> _Quoted text_

“Whosoever will be great among you, let him be your minister; and whosoever will be chief among you, let him be your servant, yea, the servant of all.” Under such a law, servitude was dignified and made honourable, but slavery was made an impossibility.
That the Church was essentially, and in its own nature, such an institution of equality, brotherhood, love, and liberty, as made the existence of a slave, in the character of a slave, in it, a contradiction and an impossibility, is evident from the general scope and tendency of all the apostolic writings, particularly those of Paul.
And this view is obtained, not from a dry analysis of Greek words and dismal discussions about the meaning of doulos, but from a full tide of celestial, irresistible spirit, full of life and love, that breathes in every description of the Christian Church.
To all, whether bond on free, the apostle addresses these inspiring words: “There is one body, and one spirit, even as ye are called in one hope of your calling: one Lord, one faith, one baptism, one God and Father of all, who is above all, and through all, and in you all.” “For through him we all have access, by one Spirit, unto the Father.” “Now, therefore, ye are no more strangers and foreigners, but fellow-citizens with the saints, and of the household of God, and are built upon the foundation of the apostles and prophets, Jesus Christ himself being the chief corner-stone.” “Ye are all the children of God, by faith in Jesus Christ; there is neither Jew nor Greek, there is neither bond nor free, there is neither male nor female, for ye are all one in Christ Jesus.”

> _Data entries_
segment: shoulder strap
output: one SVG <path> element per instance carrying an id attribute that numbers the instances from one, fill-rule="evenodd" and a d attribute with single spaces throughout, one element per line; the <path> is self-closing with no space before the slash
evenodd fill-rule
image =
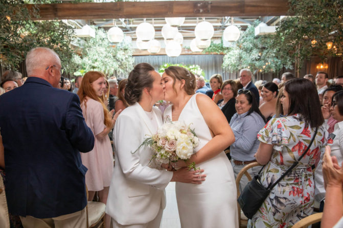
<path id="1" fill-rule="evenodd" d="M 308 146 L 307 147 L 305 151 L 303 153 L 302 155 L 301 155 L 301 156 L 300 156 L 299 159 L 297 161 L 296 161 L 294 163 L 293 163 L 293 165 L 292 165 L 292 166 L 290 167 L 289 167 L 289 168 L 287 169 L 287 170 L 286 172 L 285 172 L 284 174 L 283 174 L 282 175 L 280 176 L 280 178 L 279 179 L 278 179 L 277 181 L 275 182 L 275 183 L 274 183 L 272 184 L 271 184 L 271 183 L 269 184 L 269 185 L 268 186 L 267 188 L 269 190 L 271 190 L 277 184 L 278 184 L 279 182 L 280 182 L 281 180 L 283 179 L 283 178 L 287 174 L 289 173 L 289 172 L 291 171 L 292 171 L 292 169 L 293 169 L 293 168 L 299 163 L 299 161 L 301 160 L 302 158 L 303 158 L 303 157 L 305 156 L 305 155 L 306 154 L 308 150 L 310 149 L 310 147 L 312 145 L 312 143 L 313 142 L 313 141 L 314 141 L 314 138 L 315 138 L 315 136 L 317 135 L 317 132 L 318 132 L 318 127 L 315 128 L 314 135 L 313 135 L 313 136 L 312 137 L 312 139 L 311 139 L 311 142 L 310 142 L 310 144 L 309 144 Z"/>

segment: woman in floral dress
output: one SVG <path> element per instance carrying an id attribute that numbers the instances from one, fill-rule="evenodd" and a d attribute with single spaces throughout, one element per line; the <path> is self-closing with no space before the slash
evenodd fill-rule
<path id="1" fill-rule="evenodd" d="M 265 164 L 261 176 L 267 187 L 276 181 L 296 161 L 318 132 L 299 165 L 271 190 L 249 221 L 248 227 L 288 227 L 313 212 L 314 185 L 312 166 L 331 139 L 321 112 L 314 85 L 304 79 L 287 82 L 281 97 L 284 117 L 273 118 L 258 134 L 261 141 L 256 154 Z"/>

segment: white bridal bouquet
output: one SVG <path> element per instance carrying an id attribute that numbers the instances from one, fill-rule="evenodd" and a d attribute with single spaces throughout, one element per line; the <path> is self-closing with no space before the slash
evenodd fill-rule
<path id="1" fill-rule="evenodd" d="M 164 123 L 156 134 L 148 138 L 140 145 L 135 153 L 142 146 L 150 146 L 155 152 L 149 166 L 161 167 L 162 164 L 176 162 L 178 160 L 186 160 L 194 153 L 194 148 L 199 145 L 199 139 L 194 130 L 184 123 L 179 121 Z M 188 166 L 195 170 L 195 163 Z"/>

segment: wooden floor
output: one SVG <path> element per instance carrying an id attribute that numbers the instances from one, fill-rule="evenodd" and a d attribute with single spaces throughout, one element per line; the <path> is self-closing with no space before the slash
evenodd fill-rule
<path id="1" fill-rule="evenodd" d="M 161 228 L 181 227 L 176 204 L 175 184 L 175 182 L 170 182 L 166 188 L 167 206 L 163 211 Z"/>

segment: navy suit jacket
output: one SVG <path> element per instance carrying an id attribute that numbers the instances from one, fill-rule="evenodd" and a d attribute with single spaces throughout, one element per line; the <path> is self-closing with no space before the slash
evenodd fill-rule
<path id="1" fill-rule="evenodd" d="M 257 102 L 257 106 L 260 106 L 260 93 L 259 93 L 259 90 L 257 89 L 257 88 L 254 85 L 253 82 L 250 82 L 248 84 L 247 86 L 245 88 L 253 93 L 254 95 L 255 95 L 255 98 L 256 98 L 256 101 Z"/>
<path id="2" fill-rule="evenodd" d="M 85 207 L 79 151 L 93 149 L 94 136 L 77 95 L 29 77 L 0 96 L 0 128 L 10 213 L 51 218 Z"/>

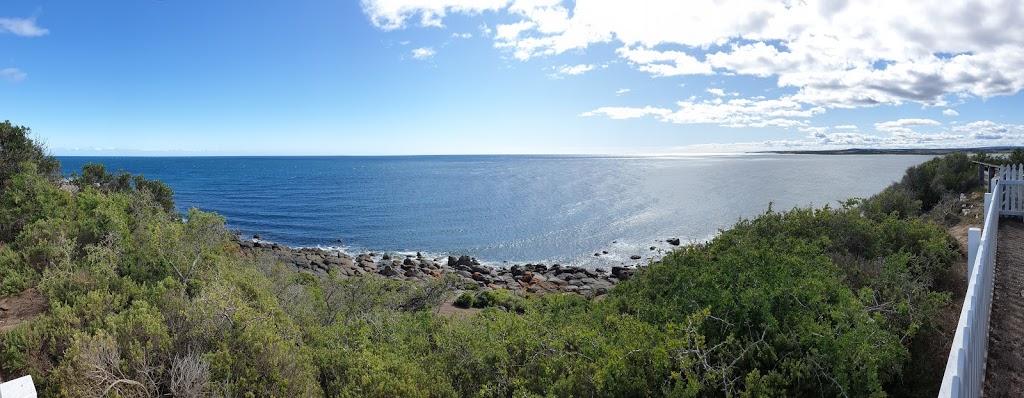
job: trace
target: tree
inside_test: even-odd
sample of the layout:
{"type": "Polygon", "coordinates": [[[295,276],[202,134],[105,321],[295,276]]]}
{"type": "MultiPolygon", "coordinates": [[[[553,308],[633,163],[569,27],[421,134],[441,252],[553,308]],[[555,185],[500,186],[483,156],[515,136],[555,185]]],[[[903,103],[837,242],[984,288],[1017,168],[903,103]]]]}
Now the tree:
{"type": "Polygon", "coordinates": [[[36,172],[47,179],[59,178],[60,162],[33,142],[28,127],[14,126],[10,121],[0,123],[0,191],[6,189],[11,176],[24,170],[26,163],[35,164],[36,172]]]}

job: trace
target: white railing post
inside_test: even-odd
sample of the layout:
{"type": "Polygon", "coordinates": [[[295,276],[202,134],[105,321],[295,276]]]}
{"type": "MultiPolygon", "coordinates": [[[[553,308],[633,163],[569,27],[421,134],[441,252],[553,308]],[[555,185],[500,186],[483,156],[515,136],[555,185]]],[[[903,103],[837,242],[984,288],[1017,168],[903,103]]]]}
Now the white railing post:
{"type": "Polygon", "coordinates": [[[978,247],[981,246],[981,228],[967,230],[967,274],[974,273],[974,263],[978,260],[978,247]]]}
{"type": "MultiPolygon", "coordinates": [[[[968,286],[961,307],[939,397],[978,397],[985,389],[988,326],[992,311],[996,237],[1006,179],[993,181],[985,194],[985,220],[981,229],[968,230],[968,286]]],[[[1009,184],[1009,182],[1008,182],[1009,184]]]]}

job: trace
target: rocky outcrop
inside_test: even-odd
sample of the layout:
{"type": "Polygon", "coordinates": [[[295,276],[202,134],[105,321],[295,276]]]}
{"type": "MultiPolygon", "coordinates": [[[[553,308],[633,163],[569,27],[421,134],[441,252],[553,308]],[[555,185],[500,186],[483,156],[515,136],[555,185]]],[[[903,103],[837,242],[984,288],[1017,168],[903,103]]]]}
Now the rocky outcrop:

> _To do_
[1] Repeat the passage on the Christian Church, starting with "That the Church" and going on through "the Christian Church.", and swap "brotherhood" for "fellowship".
[2] Pull out every line of the entries that contains the word "white". Case counts.

> _Exercise solutions_
[1]
That the Church was essentially, and in its own nature, such an institution of equality, fellowship, love, and liberty, as made the existence of a slave, in the character of a slave, in it, a contradiction and an impossibility, is evident from the general scope and tendency of all the apostolic writings, particularly those of Paul.
And this view is obtained, not from a dry analysis of Greek words and dismal discussions about the meaning of doulos, but from a full tide of celestial, irresistible spirit, full of life and love, that breathes in every description of the Christian Church.

[2]
segment: white bridal bouquet
target: white railing post
Now the white railing post:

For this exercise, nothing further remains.